[Excerpted passage]
>>>
“My dog feels hot when I touch him, I’m pretty sure he has a fever.”
The above statement is one of the most frequently heard statements from an owner in the veterinary world. As a technician, I chuckle slightly on the inside when I hear it, mostly because the statement is made as an overreaction of the owner to their dog’s condition.
To start, there is no set temperature that is noted as normal for a dog. In the veterinary field, we usually utilize a reference range of what we consider to be normal. The normal range of temperature for a dog is usually 99.5oF to 102oF. With that being said, there is also a range of considerations that must be taken into effect to properly assess your dog’s temperature. Aspects like age, size, outdoor temperature, current or previous medical conditions and stress (along with a laundry list of other things) can actually affect your dog’s internal body temperature. Being that the range of normal temperatures for a dog is higher than our normal body temperature, they will always feel warmer to the touch than we do.
“So if they always feel warmer, how will I ever know if my dog has a fever?”
Well, to assess an appropriate temperature on your pet, we will often times take a rectal temperature and yes, I meant rectal. Unlike humans, a dog will not hold a thermometer under their tongue (they would mostly like to either chew or eat it!). This leaves us to resort to the rectum, just like most human doctors do with infants. This procedure can even be performed at home, if you dare to try.
To take a rectal temperature, you will need:
- A digital thermometer (please not glass or mercury thermometers, because if broken while in use, they can potentially cause serious harm to your pet!)
- A small amount of lubricating jelly or petroleum jelly (if you have neither, wetting the tip of the thermometer with olive oil or water is also applicable)
- A napkin or paper towel for clean-up
- To start, someone will have to hold your dog. This is just to ensure that he will not wiggle or sit down while you are attempting to take the temperature.
- Next, raise your dog’s tail and gently slide the thermometer tip into his or her rectum. DO NOT FORCE THE THERMOMETER, but you will need to insert the thermometer as far as you can (sometimes up to the end of the thermometer “neck”).
- Lastly, wait for the thermometer to read and then remove the thermometer from the rectum. Use the paper towel or napkin to clean any residue left on the rectum. Use dish soap and water to clean the thermometer after each use!
<<<
Stored data entries
>>>
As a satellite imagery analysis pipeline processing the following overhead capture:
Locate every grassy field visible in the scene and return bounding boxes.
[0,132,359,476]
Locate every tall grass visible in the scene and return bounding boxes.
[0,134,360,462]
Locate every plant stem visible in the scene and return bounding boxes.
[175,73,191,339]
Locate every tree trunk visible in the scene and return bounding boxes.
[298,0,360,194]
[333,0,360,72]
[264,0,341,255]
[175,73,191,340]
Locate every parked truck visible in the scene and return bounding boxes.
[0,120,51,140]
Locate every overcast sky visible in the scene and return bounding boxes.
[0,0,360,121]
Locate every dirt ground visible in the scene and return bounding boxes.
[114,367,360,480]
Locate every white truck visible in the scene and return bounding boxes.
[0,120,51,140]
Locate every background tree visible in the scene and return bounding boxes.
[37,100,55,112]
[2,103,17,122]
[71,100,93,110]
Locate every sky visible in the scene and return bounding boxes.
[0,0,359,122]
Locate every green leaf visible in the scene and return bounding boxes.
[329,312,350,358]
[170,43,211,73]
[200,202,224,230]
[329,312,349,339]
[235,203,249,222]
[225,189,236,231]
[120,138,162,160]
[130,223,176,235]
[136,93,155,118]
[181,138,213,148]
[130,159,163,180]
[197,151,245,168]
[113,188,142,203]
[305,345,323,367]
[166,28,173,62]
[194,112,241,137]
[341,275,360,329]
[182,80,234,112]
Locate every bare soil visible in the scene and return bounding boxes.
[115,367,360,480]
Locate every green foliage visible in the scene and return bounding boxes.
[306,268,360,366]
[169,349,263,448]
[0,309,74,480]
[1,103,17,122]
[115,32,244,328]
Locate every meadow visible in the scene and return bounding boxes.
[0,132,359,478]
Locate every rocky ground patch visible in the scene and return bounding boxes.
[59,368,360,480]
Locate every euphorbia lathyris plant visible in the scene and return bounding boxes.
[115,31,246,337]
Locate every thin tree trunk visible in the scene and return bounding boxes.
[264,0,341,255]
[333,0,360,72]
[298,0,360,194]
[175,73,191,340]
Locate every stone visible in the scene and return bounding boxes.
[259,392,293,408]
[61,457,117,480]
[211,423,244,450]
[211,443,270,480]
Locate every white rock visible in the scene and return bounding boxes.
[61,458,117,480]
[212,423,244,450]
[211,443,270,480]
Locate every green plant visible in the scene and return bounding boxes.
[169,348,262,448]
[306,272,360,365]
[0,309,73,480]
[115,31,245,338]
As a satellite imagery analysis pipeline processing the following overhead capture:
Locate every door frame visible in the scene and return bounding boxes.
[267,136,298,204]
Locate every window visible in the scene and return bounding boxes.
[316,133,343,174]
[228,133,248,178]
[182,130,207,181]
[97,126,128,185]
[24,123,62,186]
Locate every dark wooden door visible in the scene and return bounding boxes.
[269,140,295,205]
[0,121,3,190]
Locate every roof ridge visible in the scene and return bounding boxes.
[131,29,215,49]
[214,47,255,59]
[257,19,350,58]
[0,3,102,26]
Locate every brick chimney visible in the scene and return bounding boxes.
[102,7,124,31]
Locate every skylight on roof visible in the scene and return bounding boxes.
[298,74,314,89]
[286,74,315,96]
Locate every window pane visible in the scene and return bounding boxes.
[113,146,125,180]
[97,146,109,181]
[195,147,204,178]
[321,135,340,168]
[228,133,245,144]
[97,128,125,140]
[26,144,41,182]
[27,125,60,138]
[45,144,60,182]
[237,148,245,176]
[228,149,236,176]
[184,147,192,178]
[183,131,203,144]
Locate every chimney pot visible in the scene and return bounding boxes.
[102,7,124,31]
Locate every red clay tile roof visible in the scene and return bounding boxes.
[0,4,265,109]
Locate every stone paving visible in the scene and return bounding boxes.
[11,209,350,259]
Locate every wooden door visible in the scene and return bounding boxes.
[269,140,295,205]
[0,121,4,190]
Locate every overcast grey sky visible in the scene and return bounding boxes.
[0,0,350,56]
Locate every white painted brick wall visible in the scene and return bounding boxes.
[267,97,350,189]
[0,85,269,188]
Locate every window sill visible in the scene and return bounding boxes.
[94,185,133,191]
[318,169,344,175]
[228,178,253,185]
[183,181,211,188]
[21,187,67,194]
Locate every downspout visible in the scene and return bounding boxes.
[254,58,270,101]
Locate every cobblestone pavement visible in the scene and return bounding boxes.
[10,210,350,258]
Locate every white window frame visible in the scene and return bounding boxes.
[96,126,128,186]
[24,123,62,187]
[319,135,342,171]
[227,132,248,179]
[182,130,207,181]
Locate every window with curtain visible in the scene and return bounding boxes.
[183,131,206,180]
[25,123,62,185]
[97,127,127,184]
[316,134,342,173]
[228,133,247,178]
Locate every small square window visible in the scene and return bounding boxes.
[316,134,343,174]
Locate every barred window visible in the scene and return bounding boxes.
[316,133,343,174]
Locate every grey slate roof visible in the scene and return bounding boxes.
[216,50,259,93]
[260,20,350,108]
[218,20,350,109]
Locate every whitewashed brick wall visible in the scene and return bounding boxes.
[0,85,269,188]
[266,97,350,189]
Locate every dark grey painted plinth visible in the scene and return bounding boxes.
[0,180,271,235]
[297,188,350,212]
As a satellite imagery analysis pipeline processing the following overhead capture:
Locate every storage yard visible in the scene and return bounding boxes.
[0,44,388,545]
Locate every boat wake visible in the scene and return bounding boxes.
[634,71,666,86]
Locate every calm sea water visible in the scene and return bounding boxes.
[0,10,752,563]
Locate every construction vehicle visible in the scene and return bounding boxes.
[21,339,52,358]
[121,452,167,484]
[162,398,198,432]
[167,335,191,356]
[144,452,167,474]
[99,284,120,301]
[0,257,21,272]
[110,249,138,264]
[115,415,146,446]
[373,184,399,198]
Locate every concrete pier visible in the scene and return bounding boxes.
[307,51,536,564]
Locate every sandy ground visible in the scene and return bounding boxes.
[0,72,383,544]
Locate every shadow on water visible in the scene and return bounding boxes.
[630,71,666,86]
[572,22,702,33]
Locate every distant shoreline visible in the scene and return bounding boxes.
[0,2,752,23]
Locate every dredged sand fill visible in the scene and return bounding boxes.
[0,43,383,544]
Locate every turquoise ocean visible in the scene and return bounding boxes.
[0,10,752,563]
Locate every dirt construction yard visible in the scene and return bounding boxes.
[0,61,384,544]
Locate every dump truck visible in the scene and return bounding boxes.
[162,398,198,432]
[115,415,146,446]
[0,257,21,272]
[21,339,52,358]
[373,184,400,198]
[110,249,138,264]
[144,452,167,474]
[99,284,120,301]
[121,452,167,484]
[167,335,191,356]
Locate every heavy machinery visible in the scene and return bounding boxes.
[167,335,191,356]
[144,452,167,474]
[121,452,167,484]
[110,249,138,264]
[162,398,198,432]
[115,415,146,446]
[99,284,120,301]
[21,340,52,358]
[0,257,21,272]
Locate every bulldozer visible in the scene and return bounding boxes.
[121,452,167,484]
<<<
>>>
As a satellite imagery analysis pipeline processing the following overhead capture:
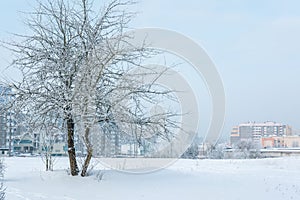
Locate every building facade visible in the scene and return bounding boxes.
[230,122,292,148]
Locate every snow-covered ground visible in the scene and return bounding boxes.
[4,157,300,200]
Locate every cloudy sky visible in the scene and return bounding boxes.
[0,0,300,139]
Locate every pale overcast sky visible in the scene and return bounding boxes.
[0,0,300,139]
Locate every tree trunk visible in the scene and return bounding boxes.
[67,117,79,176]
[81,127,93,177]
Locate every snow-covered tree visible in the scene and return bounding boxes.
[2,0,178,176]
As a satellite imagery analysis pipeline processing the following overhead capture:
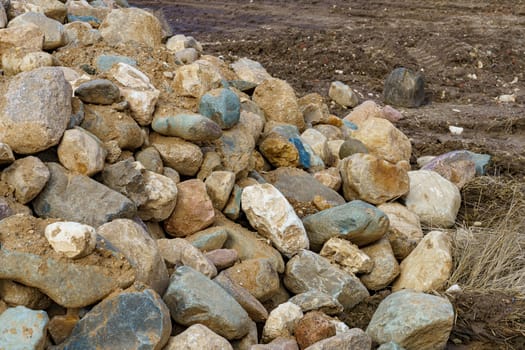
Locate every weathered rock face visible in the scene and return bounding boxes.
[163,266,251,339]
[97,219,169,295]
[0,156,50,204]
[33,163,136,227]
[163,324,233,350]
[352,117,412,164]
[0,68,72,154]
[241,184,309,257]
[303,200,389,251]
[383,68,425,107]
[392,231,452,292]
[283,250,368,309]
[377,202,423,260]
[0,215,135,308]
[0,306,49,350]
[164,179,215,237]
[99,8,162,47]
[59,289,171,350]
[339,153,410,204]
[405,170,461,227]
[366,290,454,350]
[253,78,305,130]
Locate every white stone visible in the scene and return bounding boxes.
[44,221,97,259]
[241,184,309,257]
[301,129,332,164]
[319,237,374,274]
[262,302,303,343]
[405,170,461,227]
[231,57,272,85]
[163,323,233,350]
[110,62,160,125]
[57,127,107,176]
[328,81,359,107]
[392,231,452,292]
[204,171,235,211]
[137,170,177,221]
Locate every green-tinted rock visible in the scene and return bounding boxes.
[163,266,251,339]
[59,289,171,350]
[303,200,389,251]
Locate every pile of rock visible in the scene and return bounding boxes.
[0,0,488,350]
<<<
[Exercise instructions]
- 1) What can wet the tip of the thermometer if there's no lubricating or petroleum jelly, according to the piece on taking a dog's temperature?
- 2) Can you carry on the piece about taking a dog's temperature, starting after its final sentence?

[Exercise responses]
- 1) Olive oil or water.

- 2)
That’s all there is to it! It may seem scary at first, but if you can get over the initial thought of what you are doing, this can be utilized by you to check your dog’s temperature if you think there is an issue with his health. (Please note, that even with a normal temperature, a dog can still be ill for another reason.)
*If you go to take your dog’s temperature and you cannot advance the thermometer, two things can be happening. Either your dog has to defecate (go poo) or he/she is very nervous and clenching their bum. You can attempt to walk them and see if they relieve themselves, or just try again in a few minutes. If you still cannot advance the thermometer, you should seek veterinary advice.
*If you take your pets temperature and the temp is lower than what is considered normal, do not get anxious just yet. If feces (poop) were noted on the tip, your pet has a stool in the lower part of their colon and this will artificially lower their temperature. You can attempt to walk them and if they defecate, you can take the temperature again to see if it has changed.
If at any point, the temperature seems very high or low, your pet seems sluggish or not themselves, you should seek veterinary advice or care. We would rather answer a million questions a day for an over protective doggie mom or dad, than have to perform life-saving medical services on pet that was showing the symptoms, but no one noticed.
Remember, you know your dog better than anyone else! So if you feel there is something wrong, there usually is.